-------- The data --------
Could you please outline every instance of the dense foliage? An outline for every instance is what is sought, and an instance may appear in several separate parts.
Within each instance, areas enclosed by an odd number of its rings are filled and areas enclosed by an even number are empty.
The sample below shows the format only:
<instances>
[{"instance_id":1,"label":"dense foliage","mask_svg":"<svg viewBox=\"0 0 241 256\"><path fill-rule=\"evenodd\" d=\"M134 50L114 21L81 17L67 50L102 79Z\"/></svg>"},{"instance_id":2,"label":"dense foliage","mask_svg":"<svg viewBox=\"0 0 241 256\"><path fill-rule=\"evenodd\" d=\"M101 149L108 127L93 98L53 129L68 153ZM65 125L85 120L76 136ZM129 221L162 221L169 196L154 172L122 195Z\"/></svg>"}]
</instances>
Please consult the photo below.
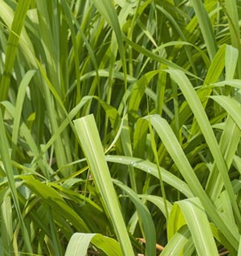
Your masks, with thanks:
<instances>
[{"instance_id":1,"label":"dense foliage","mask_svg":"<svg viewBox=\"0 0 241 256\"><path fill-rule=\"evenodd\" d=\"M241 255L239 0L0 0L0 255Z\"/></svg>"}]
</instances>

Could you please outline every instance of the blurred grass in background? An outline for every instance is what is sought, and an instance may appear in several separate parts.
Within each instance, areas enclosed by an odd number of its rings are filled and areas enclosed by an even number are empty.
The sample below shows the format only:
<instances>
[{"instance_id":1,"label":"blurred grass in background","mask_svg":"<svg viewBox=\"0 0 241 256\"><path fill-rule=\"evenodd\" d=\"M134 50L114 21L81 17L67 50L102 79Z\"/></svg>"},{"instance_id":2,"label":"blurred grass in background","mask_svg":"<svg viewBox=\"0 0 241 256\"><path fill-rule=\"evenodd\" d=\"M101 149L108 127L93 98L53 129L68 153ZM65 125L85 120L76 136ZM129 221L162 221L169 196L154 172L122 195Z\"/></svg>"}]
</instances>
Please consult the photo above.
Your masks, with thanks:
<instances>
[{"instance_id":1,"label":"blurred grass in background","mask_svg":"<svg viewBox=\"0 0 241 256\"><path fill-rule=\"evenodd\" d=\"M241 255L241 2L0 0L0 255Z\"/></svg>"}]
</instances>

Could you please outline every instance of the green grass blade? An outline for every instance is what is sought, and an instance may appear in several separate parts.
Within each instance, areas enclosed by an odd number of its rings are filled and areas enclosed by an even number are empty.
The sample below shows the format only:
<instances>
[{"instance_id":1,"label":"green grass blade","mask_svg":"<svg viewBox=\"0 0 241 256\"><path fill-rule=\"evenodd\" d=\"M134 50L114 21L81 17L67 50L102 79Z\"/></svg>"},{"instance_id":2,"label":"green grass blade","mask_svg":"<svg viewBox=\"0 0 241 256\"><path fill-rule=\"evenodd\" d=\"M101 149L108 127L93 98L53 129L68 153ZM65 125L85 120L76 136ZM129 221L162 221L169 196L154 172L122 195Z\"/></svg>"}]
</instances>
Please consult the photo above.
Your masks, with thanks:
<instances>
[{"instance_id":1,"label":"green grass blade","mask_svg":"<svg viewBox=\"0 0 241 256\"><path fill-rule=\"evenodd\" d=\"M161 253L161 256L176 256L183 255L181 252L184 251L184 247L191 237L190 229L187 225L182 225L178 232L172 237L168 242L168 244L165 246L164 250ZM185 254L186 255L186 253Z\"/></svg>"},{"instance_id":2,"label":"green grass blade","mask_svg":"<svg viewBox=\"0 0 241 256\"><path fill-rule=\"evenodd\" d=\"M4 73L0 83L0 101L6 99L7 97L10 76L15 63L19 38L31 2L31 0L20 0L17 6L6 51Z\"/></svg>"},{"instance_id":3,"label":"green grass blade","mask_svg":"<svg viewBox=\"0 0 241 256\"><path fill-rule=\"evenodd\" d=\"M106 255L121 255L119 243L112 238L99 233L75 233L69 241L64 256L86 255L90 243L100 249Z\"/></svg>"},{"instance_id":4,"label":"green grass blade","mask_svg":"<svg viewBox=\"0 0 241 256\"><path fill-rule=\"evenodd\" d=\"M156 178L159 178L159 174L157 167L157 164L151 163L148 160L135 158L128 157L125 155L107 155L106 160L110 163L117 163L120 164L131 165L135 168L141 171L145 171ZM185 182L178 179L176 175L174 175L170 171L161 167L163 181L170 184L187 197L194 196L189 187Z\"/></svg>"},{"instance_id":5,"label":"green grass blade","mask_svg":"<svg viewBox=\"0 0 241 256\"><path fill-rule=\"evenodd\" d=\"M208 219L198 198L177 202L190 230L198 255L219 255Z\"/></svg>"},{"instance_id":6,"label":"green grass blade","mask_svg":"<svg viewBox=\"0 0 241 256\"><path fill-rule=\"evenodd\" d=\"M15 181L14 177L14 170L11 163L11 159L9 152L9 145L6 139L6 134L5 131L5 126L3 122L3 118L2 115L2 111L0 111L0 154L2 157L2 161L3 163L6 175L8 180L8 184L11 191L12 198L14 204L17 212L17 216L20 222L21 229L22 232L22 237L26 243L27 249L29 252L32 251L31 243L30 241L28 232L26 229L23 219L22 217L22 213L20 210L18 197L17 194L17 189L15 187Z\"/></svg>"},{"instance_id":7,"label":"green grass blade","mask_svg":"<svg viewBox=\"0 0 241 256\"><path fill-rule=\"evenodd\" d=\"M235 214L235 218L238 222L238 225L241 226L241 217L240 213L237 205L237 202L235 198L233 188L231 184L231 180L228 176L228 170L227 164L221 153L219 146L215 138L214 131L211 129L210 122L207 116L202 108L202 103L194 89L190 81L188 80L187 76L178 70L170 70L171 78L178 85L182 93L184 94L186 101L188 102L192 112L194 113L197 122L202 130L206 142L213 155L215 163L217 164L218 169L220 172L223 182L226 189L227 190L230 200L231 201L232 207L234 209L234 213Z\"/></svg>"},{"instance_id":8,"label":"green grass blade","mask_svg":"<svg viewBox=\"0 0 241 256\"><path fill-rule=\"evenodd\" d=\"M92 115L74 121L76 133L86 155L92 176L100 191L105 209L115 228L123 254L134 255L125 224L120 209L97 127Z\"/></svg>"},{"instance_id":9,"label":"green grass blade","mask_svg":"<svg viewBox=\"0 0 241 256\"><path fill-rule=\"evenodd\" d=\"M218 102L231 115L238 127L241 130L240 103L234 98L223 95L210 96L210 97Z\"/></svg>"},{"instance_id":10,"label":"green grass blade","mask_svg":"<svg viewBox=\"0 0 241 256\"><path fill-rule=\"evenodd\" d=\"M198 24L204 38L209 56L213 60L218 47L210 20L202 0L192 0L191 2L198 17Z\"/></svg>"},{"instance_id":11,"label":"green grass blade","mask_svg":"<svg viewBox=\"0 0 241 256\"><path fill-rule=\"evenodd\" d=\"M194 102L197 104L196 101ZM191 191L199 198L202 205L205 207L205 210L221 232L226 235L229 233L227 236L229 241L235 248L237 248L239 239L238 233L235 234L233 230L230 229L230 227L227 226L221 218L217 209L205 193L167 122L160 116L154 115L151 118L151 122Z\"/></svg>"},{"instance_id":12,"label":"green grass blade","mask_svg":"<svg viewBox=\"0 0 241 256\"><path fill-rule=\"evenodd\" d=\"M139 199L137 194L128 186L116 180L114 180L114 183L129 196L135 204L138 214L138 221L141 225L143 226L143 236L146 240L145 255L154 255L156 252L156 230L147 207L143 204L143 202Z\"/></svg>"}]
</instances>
--------
-------- The data --------
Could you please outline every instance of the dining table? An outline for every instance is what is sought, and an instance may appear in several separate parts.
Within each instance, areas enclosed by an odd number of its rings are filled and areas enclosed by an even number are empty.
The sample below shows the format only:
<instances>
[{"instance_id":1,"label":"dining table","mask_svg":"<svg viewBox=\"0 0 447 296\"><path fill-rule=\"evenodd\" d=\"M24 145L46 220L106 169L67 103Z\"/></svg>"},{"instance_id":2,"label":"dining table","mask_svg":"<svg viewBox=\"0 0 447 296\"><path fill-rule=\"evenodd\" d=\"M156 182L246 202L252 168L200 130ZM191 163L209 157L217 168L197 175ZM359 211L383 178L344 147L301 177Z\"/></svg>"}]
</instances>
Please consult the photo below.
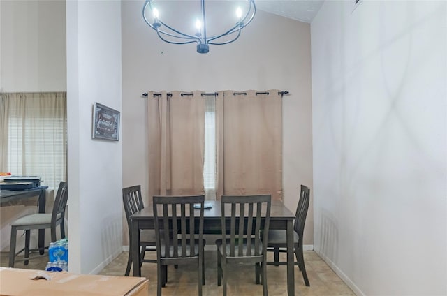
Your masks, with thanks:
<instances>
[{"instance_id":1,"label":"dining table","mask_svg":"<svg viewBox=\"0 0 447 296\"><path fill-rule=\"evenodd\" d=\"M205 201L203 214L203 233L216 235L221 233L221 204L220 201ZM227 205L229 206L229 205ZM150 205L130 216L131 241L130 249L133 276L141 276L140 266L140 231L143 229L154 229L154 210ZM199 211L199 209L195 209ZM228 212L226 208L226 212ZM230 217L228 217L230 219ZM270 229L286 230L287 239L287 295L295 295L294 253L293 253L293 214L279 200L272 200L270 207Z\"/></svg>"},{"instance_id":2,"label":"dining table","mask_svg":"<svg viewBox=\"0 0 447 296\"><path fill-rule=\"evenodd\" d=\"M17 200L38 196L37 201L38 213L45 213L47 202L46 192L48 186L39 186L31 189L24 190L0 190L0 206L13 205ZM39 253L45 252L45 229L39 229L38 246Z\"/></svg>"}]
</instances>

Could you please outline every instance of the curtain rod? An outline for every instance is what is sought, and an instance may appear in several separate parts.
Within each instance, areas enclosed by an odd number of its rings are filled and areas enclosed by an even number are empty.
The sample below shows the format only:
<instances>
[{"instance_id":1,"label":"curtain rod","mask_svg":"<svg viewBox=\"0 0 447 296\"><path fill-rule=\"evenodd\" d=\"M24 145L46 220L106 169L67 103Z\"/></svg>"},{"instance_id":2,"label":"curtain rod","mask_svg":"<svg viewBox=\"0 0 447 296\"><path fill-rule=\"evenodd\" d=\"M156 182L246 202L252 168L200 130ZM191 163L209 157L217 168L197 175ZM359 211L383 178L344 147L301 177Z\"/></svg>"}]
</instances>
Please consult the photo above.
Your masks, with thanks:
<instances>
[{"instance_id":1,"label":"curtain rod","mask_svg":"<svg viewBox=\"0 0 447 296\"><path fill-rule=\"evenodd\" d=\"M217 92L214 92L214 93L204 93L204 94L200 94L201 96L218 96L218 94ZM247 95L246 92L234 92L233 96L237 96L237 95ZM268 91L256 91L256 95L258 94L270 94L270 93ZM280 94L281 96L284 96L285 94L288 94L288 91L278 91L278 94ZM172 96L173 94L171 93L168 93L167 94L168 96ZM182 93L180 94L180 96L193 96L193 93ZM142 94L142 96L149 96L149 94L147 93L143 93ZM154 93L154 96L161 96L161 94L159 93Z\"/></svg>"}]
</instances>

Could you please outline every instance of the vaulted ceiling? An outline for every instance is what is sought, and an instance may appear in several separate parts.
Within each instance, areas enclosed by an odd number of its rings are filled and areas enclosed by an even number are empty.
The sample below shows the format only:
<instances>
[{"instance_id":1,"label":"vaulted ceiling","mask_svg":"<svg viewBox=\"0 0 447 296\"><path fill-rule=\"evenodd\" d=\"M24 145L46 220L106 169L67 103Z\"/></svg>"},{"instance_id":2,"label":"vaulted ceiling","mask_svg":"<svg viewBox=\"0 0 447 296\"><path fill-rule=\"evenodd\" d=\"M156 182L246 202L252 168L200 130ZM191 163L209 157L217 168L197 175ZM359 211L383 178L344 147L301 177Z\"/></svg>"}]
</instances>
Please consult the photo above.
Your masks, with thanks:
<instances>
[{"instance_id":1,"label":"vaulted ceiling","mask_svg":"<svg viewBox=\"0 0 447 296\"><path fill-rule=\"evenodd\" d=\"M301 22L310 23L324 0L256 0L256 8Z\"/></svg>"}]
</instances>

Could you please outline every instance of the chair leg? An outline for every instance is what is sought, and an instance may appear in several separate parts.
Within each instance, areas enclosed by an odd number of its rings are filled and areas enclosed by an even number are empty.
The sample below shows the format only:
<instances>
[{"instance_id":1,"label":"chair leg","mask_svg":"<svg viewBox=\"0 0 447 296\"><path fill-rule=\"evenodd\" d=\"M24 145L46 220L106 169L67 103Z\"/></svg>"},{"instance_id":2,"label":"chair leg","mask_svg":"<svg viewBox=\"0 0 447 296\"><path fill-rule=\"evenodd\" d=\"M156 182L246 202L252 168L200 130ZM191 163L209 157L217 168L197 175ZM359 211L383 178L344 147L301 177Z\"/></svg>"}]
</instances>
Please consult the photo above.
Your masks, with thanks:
--------
- Exercise description -
Select every line in the material above that contains the word "vaulted" and copy each such line in full.

- In response -
Could you please outline every instance of the vaulted ceiling? An outline for every instance is what is sought, and an instance may appear in several separate parts.
[{"instance_id":1,"label":"vaulted ceiling","mask_svg":"<svg viewBox=\"0 0 447 296\"><path fill-rule=\"evenodd\" d=\"M24 145L46 220L106 169L67 103Z\"/></svg>"},{"instance_id":2,"label":"vaulted ceiling","mask_svg":"<svg viewBox=\"0 0 447 296\"><path fill-rule=\"evenodd\" d=\"M156 182L246 202L252 168L200 130ZM191 163L209 157L217 168L197 175ZM359 211L383 178L344 147L301 177Z\"/></svg>"}]
[{"instance_id":1,"label":"vaulted ceiling","mask_svg":"<svg viewBox=\"0 0 447 296\"><path fill-rule=\"evenodd\" d=\"M301 22L310 23L324 0L256 0L256 8Z\"/></svg>"}]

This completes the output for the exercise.